Work task:
Look through the entries. Copy each line that has the word "Please".
**** Source data
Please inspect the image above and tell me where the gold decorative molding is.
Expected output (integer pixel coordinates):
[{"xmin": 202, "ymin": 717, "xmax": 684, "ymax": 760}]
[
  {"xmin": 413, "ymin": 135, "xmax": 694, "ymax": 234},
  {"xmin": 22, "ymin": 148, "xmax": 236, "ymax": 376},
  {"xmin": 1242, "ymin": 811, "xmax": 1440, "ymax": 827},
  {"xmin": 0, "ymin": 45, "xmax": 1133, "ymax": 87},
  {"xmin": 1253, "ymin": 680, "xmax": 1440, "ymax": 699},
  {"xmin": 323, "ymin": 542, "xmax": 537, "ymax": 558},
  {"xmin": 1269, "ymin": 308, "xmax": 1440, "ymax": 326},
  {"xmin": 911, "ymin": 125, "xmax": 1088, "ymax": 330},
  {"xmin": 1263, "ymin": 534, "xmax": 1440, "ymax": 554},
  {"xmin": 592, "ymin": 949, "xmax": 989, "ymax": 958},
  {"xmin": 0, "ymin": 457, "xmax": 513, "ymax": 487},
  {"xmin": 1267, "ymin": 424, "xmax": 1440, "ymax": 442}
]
********
**** Source data
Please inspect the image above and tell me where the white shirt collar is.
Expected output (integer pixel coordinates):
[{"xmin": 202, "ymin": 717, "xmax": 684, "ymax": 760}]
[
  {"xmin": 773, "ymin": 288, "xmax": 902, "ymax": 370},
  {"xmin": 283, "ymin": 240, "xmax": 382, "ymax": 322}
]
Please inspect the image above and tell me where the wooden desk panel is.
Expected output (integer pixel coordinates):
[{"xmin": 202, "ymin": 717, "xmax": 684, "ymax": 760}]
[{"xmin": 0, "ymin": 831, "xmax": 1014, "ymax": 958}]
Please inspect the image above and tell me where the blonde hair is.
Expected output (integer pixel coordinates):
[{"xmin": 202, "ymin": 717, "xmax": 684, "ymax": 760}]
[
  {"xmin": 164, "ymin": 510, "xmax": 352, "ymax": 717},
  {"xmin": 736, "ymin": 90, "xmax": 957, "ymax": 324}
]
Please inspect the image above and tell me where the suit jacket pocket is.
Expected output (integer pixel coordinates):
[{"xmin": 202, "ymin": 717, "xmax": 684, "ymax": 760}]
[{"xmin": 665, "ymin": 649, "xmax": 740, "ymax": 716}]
********
Task response:
Please inspect the image above and tell me where the gold decorative molding is.
Please inspect the image above and tell me where the white shirt collar is.
Please inspect the image above and tell me where the wooden desk panel is.
Please inspect the image above and tell me where the blonde hair is.
Please inspect the image above and tell me where the suit jacket pocket is.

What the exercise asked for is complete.